MATERIALS PROVIDED:
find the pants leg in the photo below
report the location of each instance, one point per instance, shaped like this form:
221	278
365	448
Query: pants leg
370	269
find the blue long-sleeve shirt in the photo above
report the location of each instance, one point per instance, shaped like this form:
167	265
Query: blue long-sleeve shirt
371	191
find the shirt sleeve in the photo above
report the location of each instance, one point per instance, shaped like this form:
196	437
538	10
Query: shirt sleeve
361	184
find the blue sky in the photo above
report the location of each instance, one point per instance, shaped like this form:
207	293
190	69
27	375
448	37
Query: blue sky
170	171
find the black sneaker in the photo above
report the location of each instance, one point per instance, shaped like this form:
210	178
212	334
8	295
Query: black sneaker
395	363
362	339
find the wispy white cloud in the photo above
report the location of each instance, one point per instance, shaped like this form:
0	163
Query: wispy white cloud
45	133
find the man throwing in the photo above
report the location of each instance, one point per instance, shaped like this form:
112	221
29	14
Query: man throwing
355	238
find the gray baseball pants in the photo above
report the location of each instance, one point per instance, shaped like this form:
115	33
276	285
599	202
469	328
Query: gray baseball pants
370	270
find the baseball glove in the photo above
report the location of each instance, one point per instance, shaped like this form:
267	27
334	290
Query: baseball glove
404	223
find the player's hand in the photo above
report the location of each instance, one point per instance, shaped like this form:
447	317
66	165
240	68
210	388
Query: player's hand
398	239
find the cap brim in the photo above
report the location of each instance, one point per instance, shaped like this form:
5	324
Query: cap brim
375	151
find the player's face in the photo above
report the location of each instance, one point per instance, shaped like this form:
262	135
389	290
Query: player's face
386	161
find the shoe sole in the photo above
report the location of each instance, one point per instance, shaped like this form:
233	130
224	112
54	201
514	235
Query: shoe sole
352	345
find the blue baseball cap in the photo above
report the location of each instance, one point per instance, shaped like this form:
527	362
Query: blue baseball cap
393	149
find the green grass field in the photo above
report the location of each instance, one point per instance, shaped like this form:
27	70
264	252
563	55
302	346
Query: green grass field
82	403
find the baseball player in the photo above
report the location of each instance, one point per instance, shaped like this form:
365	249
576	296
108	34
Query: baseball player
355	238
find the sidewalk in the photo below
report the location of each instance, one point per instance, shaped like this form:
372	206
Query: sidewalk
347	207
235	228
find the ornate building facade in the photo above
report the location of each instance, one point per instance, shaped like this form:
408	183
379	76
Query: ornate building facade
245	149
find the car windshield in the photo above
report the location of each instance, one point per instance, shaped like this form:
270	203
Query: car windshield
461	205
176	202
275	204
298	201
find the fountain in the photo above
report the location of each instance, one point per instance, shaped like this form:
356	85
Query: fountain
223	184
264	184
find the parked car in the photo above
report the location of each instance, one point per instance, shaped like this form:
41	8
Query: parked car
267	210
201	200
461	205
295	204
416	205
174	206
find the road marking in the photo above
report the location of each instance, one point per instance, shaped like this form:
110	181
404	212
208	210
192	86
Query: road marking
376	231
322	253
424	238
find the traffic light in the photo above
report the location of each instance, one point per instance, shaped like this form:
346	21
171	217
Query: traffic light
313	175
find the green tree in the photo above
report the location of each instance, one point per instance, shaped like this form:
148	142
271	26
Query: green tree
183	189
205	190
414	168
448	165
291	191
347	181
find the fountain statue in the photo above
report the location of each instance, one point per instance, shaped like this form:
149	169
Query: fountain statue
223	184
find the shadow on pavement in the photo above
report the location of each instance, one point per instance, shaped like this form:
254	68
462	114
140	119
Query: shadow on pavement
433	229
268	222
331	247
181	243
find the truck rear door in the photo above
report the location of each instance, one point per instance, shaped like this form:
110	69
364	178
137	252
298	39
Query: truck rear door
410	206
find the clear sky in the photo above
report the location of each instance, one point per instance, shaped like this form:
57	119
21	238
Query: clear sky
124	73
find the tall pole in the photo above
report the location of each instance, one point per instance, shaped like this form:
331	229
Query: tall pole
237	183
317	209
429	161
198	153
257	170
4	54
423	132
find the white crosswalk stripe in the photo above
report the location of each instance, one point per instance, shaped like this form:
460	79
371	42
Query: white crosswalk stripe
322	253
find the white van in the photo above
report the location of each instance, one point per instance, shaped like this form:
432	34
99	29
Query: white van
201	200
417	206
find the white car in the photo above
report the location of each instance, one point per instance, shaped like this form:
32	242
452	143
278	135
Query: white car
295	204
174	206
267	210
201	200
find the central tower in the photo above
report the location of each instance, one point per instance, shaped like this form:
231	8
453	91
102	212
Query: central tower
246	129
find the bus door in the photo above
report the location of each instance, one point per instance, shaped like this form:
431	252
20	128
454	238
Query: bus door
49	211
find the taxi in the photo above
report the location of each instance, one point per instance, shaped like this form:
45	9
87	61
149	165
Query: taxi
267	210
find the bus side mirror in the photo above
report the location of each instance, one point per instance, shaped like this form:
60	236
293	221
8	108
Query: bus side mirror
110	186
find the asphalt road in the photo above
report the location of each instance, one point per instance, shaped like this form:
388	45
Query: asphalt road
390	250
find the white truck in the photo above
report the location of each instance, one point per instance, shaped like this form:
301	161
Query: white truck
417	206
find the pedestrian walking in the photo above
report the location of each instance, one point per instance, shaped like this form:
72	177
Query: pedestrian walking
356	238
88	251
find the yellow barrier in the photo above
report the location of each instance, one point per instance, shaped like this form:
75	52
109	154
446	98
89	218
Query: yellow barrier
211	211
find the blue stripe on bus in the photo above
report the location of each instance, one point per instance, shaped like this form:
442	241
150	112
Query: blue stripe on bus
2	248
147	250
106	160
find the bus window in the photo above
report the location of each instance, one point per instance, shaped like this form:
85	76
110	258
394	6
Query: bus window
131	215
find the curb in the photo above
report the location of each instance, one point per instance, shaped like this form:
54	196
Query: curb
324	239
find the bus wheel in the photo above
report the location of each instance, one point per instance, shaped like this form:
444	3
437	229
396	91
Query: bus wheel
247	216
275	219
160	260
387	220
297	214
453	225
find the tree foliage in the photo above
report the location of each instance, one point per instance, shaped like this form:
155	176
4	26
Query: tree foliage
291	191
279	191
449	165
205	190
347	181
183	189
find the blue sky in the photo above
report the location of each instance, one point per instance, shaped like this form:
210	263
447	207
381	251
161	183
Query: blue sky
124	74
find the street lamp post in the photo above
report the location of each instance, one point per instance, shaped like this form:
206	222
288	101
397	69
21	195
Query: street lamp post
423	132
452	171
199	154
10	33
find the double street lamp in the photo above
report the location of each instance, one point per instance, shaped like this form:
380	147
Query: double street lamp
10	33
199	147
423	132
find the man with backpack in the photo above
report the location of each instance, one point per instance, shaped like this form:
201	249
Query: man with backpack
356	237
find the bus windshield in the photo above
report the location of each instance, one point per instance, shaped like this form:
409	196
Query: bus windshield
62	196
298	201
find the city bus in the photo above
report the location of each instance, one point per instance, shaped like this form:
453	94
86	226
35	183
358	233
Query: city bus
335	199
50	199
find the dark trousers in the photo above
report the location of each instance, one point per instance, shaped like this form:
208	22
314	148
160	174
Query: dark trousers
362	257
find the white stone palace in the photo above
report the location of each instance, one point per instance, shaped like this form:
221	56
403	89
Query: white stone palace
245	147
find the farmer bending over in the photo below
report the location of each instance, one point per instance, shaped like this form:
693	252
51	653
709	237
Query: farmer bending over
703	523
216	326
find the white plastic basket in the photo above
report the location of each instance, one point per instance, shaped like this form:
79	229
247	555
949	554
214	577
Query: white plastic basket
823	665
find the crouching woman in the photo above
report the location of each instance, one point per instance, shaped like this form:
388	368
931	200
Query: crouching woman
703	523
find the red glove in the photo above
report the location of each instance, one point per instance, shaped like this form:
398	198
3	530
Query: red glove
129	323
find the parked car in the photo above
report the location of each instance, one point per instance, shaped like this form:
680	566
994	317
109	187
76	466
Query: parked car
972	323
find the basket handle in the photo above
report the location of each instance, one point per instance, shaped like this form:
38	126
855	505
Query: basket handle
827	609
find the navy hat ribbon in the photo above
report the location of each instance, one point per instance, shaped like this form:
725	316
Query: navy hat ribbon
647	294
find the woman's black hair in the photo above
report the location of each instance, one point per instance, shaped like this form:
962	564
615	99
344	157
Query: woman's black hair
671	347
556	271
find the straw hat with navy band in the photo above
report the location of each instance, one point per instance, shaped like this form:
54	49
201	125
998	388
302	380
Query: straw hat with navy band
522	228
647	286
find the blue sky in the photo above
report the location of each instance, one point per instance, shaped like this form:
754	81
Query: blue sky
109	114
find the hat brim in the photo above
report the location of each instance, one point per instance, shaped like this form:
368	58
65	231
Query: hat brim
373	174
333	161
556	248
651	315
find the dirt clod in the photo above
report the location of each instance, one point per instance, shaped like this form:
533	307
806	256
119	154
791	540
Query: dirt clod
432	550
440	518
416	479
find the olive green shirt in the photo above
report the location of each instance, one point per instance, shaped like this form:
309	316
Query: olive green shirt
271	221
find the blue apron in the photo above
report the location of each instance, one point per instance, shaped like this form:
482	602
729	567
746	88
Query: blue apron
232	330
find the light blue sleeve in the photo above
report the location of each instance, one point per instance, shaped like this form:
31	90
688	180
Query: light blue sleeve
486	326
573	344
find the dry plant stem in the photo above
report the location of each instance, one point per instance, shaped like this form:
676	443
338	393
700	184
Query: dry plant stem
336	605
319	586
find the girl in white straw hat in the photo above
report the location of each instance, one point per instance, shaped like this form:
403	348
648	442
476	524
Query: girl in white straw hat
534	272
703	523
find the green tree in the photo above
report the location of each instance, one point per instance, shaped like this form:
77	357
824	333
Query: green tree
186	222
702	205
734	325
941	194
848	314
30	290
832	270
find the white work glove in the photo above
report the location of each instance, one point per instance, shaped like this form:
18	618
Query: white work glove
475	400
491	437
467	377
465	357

WHAT IS REQUIRED:
Reproduce verbatim every line from the one containing "find the white work glove in the photo above" through the end of the records, both ends included.

THE SOLUTION:
find the white work glove in the photo above
report the location of each instance, one point per instance, shaped like this form:
18	618
Query: white work glove
475	400
491	437
467	377
465	357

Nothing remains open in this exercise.